_Exercise instructions:_
Edit the records from the line with "Point out every instance of the open" through the end of the records, replacing "wood plank" with "wooden board" and leaving everything else unchanged. Give only those lines.

_Given data:_

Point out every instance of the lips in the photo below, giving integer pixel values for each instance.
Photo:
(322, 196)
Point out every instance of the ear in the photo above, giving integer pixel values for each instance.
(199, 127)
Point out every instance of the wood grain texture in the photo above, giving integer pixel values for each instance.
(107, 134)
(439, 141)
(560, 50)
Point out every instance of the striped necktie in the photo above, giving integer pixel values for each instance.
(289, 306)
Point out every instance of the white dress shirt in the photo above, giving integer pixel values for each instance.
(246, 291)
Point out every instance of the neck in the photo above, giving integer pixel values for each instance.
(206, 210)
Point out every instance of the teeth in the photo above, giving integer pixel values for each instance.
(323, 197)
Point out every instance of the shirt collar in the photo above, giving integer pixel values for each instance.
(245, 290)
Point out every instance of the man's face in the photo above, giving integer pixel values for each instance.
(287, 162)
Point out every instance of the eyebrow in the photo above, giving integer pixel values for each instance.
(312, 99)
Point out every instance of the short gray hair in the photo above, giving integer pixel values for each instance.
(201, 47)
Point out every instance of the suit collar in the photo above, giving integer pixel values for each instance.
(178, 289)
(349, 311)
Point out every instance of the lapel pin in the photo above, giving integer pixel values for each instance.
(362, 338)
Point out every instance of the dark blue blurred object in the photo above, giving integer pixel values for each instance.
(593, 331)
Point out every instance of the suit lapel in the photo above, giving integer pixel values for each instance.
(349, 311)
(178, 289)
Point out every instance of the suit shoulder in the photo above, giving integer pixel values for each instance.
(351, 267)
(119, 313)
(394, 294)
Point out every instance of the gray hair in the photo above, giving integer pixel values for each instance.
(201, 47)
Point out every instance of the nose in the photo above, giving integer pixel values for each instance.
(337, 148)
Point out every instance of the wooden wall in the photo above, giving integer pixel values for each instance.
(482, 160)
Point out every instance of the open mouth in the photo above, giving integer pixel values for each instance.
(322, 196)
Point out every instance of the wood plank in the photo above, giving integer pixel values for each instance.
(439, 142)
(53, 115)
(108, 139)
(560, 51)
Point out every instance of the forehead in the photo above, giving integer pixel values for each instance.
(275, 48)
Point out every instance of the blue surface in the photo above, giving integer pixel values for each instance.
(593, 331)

_Task solution:_
Point out every instance of the open mouth in the photo above, giving integer pixel values for each instance.
(322, 196)
Point out every instance of the wooden board in the photo above, giving integer pixel values for each instance.
(439, 142)
(53, 115)
(108, 139)
(560, 51)
Point out every instance of the forehead in the photo above, giving integer pixel values for each instance.
(275, 48)
Point out every instance of the blue surface in the photo above, giving integer pixel values for each instance.
(593, 331)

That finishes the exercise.